Data extracted from a collection
────────

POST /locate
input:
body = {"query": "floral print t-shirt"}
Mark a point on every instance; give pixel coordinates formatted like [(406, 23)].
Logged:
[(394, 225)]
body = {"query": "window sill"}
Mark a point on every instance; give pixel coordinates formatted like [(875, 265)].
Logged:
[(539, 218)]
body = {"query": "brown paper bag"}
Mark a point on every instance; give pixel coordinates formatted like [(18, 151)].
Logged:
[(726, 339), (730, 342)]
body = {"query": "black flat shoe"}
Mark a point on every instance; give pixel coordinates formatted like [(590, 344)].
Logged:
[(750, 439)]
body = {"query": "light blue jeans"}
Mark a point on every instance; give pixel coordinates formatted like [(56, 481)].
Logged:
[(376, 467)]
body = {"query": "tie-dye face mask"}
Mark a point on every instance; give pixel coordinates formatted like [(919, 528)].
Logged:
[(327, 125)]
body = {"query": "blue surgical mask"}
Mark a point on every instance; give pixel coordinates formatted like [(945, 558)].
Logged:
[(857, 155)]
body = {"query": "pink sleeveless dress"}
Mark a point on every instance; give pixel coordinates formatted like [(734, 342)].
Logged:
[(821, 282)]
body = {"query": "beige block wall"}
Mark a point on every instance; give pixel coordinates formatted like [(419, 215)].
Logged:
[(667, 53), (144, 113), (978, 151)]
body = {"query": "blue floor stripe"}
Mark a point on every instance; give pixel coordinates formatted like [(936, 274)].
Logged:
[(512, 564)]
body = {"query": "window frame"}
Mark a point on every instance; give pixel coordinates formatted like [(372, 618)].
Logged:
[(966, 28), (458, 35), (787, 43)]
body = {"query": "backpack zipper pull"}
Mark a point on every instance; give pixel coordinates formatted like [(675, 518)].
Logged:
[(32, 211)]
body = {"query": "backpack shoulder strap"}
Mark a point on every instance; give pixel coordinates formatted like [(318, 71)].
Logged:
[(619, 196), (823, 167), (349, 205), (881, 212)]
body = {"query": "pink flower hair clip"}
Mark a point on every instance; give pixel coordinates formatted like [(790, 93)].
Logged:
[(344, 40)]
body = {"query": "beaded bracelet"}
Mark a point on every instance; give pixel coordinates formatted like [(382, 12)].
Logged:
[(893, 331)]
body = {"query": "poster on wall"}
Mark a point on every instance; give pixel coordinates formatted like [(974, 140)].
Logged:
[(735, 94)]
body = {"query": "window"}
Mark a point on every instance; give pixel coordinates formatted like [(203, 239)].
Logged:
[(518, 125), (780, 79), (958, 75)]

────────

Each entry above is to be set down again in exactly the same words.

• _Reply to the task_
POST /locate
input:
body = {"query": "floral print t-shirt"}
Mark a point on every instance; give pixel coordinates formatted like [(406, 23)].
Logged:
[(394, 225)]
body = {"query": "window sill"}
Mark a point on every instance; give pixel coordinates formatted like [(875, 265)].
Logged:
[(539, 218)]
body = {"query": "brown paper bag"}
Mark a point on every instance; give pixel coordinates formatted like [(18, 151)].
Logged:
[(726, 339), (730, 342)]
body = {"query": "black flat shoe"}
Mark a point on every instance; give pixel coordinates formatted like [(590, 344)].
Logged:
[(750, 439)]
body = {"query": "light blue jeans"}
Mark a point on every instance; give pixel coordinates formatted like [(56, 481)].
Logged:
[(376, 467)]
body = {"query": "tie-dye face mask"}
Mark a point on every instance; give pixel coordinates formatted like [(919, 528)].
Logged:
[(327, 125)]
body = {"query": "blue surgical mask"}
Mark a point on every instance; give pixel coordinates formatted like [(945, 558)].
Logged:
[(857, 155)]
body = {"query": "pink sleeveless dress"}
Mark a point on every instance; give pixel coordinates formatted like [(734, 342)].
Logged:
[(821, 282)]
body = {"query": "beige block wall"}
Mark a point on every instance; give pixel coordinates formatted like [(419, 215)].
Logged:
[(667, 53), (144, 113), (978, 151)]
body = {"query": "blue floor stripe"}
Mark a point on every instance; give pixel coordinates formatted like [(936, 274)].
Logged:
[(512, 564)]
body = {"query": "window frame"}
Mark a point on every instance; give pixel coordinates formatted like [(372, 618)].
Logged:
[(966, 28), (458, 35), (787, 43)]
body = {"query": "backpack zipper pull"}
Mark a point on every instance; give pixel coordinates formatted like [(675, 518)].
Logged:
[(32, 211)]
body = {"query": "backpack shoulder strap"}
Mark a point on every instance; give pixel coordinates formatted like [(318, 71)].
Logged:
[(619, 196), (823, 167), (349, 205), (881, 212)]
body = {"query": "pink flower hair clip"}
Mark a point on every instance; give pixel coordinates formatted like [(790, 93)].
Logged:
[(344, 40)]
body = {"query": "beaded bracelet"}
Mark a point on every instance; give pixel coordinates formatted like [(382, 12)].
Logged:
[(893, 331)]
body = {"query": "poster on wall"}
Mark a point on every instance; give pixel coordinates formatted like [(974, 140)].
Logged:
[(735, 94)]
body = {"query": "window"}
Mark a point on every instance; give pixel coordinates formatted like [(203, 239)].
Logged:
[(518, 125), (780, 79), (958, 75)]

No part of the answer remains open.